Referring expression pointing data
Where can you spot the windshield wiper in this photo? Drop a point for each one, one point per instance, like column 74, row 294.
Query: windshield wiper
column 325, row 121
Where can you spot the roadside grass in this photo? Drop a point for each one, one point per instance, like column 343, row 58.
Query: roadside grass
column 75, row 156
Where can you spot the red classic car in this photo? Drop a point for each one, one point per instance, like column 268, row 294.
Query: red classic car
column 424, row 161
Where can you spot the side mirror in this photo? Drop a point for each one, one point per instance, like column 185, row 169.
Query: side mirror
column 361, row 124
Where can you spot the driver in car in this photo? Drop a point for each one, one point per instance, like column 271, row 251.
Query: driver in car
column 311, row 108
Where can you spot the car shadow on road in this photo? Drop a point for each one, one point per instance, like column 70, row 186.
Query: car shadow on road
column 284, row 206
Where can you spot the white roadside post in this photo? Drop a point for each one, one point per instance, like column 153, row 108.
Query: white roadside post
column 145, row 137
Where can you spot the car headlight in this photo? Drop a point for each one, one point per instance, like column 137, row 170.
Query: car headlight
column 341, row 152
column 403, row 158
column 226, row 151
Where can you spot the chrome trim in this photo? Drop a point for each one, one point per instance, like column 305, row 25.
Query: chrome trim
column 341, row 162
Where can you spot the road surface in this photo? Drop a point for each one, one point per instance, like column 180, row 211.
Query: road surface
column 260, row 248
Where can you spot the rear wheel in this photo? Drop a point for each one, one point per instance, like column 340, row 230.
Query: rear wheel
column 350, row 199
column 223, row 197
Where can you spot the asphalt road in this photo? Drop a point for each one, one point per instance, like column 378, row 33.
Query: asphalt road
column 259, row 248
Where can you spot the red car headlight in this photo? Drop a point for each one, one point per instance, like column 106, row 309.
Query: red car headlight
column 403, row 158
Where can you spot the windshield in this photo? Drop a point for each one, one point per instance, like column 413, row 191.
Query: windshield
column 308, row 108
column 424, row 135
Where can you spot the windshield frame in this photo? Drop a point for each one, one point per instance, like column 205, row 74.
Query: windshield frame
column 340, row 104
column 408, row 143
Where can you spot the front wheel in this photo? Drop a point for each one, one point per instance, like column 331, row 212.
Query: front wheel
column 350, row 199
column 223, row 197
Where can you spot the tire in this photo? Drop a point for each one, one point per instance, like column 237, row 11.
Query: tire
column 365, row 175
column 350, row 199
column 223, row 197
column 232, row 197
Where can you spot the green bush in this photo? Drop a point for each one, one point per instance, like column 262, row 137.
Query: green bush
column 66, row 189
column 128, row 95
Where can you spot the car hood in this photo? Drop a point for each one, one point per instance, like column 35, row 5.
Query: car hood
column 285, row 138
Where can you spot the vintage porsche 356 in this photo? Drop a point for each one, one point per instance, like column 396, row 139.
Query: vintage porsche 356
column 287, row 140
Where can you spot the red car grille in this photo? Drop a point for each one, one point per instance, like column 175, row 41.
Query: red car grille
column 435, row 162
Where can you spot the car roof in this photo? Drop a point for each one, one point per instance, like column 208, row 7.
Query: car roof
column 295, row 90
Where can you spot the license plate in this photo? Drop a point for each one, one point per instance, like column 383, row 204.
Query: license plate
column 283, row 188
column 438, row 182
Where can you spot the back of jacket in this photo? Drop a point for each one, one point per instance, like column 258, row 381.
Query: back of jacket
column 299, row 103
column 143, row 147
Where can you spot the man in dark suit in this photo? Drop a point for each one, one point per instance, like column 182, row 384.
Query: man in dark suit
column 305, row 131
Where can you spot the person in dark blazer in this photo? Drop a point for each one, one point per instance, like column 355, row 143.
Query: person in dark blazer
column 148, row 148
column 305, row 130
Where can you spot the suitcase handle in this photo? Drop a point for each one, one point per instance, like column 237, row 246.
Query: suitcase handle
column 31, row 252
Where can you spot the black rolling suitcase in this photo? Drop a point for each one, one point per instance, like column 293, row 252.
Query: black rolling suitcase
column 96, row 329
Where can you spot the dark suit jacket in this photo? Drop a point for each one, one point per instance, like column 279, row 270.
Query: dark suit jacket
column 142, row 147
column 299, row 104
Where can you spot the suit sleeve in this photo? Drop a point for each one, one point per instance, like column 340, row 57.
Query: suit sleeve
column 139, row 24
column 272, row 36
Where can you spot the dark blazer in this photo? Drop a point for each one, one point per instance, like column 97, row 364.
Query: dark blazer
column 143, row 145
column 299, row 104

*Task prompt:* Transcribe all of the records above without altering anything.

*Response:*
Where can you spot the windshield wiper in this photo? Drop a point for each one, one point per instance, like column 74, row 294.
Query: windshield wiper
column 325, row 121
Where can you spot the roadside grass in this photo? Drop a point for each one, one point per instance, like column 343, row 58.
Query: roadside grass
column 75, row 156
Where can you spot the red classic car in this photo? Drop a point for each one, one point per instance, like column 268, row 294.
Query: red classic car
column 424, row 161
Where can you spot the side mirror in this photo? Drop a point for each one, one point per instance, like column 185, row 169.
Query: side mirror
column 361, row 124
Where can you spot the driver in car in this photo? Drop a point for each one, one point per instance, like column 271, row 251.
Query: driver in car
column 311, row 108
Where can you spot the car shadow on road in this photo? Drop a point for each one, one point per instance, like column 70, row 186.
Query: car shadow on road
column 284, row 206
Where can you spot the white roadside post in this photo? Drop a point for each one, one point per instance, like column 153, row 108.
Query: white roadside post
column 145, row 137
Where can you spot the car headlight in this photo? Drop a point for each one, one point per instance, like column 137, row 170.
Query: car headlight
column 341, row 152
column 403, row 158
column 226, row 151
Where can you spot the chrome trim in this photo? Drop a point for each one, one point per instance, like column 305, row 25.
Query: chrome trim
column 341, row 162
Where can you spot the road surface in this photo? Drop a point for each one, one point per instance, like column 180, row 211.
Query: road surface
column 260, row 248
Where can you spot the rear wheel in this photo? Drop a point for each one, one point per instance, like column 340, row 230.
Query: rear wheel
column 350, row 199
column 223, row 197
Where can you spot the asphalt road in this photo? Drop a point for each one, one point per instance, like column 378, row 33.
Query: asphalt road
column 259, row 248
Where can you spot the red car headlight in this photo? Drop a point for each one, one point per instance, like column 106, row 309.
Query: red car headlight
column 403, row 158
Where can you spot the windshield in this photo? Drop a point for each one, one point per instance, like column 413, row 191.
Query: windshield
column 308, row 108
column 424, row 135
Where can you spot the windshield frame in this photo? Drop a point for each one, one point per instance, like column 205, row 74.
Query: windshield frame
column 340, row 104
column 408, row 143
Where can you spot the front wheel in this photo? Drop a point for each one, one point per instance, like column 331, row 212.
Query: front wheel
column 350, row 199
column 223, row 197
Where can you spot the tire in this photo? Drop a point for each one, one point per instance, like column 237, row 11.
Query: tire
column 365, row 175
column 350, row 199
column 223, row 197
column 232, row 197
Where can you spot the green bush in this photo? Drop a point for each one, one point per instance, like column 262, row 137.
Query: green bush
column 66, row 189
column 128, row 95
Where can you spot the car hood in this photo? Drop a point for each one, one point per instance, like column 35, row 5.
Query: car hood
column 285, row 138
Where can you spot the vintage porsche 356 in this photo? Drop a point for each one, one point per instance, like column 396, row 139.
Query: vintage porsche 356
column 287, row 140
Where can you spot the red car grille in this photo? Drop a point for each one, one point per instance, like column 175, row 41.
Query: red car grille
column 435, row 162
Where can you spot the car roof in this photo? Drop a point for each one, one point per instance, like column 208, row 7.
Query: car roof
column 295, row 90
Where can you spot the license plate in this photo? Drop a point for each one, one point per instance, like column 383, row 204.
Query: license plate
column 283, row 188
column 438, row 182
Where can you spot the back of jacket in this photo? Drop a point for each one, one point per instance, like column 258, row 381.
Query: back of jacket
column 299, row 103
column 143, row 147
Where can you spot the man in dark suit in this photo? Drop a point for each one, one point per instance, like column 182, row 384.
Query: man in dark suit
column 305, row 131
Where can you spot the person in dark blazer in this photo? Drop a point for each one, one point per instance, like column 355, row 143.
Query: person in dark blazer
column 148, row 148
column 305, row 130
Where can you spot the suitcase handle in this photo? Drop a point for each one, one point per instance, like column 237, row 246.
Query: suitcase handle
column 31, row 252
Where can you spot the black rolling suitcase in this photo? Drop a point for each one, one point per instance, like column 293, row 252.
Query: black rolling suitcase
column 96, row 329
Where can you spot the dark suit jacket in this photo? Drop a point for each one, one point per instance, like column 279, row 270.
Query: dark suit jacket
column 142, row 147
column 299, row 104
Where can you spot the suit sleeve in this photo? Drop a point for each one, one point per instance, like column 340, row 57.
Query: suit sleeve
column 139, row 24
column 272, row 36
Where can you spot the dark blazer in this photo? Drop a point for each one, one point per instance, like column 97, row 364.
Query: dark blazer
column 143, row 145
column 299, row 104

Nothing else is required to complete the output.